What the exercise asks> Using the records below, copy out exactly the line that contains "[tag] black blazer" and every line that follows it, up to and including the last, and no others.

Stored records:
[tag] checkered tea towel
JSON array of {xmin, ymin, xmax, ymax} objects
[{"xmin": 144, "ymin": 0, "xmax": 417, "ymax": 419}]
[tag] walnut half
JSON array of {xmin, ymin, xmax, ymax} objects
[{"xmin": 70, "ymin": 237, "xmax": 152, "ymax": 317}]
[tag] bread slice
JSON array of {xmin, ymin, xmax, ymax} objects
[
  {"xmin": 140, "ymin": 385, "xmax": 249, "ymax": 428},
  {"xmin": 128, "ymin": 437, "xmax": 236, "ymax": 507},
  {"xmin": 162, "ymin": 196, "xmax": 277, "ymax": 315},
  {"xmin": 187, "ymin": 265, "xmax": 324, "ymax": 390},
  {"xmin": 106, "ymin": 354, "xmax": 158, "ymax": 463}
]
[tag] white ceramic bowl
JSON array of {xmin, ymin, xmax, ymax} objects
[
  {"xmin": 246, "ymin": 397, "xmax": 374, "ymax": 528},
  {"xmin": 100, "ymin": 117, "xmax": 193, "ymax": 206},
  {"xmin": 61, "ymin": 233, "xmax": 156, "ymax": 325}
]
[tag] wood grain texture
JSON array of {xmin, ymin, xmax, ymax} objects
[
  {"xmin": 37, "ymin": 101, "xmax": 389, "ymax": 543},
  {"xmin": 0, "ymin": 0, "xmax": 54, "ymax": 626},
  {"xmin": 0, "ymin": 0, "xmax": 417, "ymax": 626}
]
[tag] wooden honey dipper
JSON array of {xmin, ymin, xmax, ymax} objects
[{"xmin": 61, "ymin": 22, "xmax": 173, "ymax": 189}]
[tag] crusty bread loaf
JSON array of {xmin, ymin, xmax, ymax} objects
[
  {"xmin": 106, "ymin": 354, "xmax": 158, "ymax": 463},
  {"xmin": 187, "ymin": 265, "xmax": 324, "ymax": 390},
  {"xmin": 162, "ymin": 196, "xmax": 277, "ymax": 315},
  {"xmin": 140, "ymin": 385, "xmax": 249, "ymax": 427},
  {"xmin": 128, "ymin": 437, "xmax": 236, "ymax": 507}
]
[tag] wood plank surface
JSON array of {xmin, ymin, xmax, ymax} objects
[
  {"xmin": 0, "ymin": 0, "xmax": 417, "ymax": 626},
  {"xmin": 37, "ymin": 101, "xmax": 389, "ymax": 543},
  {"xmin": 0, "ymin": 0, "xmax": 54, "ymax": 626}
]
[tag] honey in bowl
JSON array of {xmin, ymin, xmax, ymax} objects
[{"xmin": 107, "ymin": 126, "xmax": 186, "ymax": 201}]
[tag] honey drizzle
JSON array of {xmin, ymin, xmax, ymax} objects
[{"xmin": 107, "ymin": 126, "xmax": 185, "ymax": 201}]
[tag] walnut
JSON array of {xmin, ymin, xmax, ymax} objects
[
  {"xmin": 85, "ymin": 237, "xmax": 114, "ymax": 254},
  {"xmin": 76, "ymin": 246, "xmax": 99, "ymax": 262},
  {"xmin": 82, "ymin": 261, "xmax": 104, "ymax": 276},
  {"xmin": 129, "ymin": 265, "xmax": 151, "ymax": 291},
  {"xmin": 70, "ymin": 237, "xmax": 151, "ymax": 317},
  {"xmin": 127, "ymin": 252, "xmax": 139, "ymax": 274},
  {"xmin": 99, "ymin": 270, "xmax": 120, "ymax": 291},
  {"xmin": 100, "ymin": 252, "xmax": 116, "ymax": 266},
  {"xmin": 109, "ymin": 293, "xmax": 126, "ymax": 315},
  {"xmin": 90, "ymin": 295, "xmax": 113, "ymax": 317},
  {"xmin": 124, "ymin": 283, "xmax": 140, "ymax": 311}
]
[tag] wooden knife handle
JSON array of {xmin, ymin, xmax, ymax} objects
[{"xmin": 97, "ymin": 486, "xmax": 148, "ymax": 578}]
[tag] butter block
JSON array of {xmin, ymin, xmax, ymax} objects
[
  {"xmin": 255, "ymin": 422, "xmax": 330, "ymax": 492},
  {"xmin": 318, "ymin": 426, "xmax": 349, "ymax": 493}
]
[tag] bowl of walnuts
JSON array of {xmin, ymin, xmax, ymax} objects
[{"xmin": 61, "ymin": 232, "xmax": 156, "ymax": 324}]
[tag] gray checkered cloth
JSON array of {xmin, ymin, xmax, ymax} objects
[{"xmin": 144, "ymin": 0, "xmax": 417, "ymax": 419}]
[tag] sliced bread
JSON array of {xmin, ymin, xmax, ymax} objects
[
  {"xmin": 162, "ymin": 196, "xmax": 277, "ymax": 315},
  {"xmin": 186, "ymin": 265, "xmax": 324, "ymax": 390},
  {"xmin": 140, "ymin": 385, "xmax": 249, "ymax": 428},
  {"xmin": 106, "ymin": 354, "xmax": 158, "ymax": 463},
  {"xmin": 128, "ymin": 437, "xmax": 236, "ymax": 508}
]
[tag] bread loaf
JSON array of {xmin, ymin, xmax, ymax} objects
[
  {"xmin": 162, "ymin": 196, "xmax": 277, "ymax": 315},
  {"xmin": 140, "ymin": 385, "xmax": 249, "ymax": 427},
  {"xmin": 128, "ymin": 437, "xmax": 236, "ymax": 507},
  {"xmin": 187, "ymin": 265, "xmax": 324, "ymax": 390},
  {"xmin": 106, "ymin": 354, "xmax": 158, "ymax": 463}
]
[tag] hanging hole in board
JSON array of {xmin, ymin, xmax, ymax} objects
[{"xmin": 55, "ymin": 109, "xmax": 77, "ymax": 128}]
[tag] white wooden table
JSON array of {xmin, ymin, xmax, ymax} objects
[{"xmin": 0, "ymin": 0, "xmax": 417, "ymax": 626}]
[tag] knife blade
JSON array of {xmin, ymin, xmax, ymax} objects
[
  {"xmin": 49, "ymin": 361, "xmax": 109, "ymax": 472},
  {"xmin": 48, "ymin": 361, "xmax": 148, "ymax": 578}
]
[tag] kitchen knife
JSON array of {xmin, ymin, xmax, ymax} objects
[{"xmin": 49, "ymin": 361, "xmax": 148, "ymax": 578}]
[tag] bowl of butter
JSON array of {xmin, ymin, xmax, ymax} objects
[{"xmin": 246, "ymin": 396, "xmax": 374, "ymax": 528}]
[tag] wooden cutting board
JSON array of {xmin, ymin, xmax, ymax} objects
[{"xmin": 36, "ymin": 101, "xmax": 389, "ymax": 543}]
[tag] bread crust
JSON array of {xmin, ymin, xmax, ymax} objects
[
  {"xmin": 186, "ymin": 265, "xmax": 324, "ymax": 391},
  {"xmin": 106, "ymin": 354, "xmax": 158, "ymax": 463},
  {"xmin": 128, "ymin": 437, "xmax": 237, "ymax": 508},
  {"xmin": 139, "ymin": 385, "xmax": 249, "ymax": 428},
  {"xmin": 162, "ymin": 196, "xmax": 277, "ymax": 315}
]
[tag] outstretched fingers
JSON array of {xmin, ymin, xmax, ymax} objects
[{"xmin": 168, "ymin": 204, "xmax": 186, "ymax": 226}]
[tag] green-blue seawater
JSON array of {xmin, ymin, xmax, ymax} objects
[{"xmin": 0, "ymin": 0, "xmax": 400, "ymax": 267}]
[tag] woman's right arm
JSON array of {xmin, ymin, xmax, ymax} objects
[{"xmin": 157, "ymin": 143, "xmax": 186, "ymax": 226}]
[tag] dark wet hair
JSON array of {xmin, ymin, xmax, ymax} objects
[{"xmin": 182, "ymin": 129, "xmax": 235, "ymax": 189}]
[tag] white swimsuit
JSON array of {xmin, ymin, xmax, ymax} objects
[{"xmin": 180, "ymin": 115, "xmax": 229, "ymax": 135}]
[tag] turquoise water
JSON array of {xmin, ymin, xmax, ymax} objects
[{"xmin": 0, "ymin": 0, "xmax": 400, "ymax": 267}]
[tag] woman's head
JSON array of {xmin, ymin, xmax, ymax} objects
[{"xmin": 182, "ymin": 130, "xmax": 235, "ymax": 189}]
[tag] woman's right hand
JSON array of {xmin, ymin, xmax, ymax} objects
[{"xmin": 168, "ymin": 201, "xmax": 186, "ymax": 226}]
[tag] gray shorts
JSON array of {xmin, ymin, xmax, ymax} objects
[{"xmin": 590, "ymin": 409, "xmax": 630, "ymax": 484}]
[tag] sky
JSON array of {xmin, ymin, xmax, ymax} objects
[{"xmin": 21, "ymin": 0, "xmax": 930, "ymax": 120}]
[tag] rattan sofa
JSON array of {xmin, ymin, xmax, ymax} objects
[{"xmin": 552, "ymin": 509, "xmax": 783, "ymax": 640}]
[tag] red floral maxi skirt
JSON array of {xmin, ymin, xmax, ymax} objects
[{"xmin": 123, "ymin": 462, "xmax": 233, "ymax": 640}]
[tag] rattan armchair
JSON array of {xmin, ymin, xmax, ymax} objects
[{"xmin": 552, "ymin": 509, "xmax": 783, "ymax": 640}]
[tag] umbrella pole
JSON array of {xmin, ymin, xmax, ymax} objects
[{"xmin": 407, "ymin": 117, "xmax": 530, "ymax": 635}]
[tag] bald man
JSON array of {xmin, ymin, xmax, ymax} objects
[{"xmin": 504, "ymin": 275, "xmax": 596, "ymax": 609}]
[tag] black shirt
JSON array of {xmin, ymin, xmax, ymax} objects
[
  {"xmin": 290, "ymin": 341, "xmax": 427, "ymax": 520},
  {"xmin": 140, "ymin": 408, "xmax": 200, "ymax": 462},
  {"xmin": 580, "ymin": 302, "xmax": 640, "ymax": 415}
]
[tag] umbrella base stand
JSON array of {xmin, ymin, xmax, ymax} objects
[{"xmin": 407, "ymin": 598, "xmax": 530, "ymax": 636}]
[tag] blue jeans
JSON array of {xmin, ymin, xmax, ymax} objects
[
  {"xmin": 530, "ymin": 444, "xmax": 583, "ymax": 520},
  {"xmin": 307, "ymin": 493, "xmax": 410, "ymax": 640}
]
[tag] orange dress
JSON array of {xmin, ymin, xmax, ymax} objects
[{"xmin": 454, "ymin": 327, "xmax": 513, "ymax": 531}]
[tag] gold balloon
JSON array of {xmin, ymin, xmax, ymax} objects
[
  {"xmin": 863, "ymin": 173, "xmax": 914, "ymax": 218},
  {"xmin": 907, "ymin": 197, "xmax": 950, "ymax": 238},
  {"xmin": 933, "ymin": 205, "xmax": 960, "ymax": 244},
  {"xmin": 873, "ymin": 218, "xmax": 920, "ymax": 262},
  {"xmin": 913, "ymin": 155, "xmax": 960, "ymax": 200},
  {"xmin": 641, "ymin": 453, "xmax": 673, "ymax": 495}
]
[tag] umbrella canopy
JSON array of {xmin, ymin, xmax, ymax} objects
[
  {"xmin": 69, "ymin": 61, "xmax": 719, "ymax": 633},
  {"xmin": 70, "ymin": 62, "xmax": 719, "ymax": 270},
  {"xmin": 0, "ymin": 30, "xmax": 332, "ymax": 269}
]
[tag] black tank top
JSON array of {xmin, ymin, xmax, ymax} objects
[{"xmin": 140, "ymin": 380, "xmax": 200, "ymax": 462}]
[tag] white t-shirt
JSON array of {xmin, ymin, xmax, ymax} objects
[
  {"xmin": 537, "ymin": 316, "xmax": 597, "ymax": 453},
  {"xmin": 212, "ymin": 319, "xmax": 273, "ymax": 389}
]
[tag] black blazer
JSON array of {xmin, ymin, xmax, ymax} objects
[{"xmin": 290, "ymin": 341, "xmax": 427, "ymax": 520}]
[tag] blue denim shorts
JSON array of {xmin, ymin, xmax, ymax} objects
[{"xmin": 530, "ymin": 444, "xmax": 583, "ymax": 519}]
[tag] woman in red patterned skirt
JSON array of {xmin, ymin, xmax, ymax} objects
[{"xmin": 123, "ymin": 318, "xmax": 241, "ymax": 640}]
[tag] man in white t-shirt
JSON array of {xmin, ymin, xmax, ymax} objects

Response to the exercise>
[tag] black blazer
JSON array of {xmin, ymin, xmax, ymax} objects
[{"xmin": 290, "ymin": 341, "xmax": 427, "ymax": 520}]
[tag] blue denim shorts
JSON array of {xmin, ymin, xmax, ymax} objects
[{"xmin": 530, "ymin": 444, "xmax": 583, "ymax": 519}]
[tag] woman in red patterned skirt
JSON array of {xmin, ymin, xmax, ymax} objects
[{"xmin": 123, "ymin": 318, "xmax": 241, "ymax": 640}]
[tag] man in white t-shirt
JSON array of {xmin, ymin, xmax, ymax} objects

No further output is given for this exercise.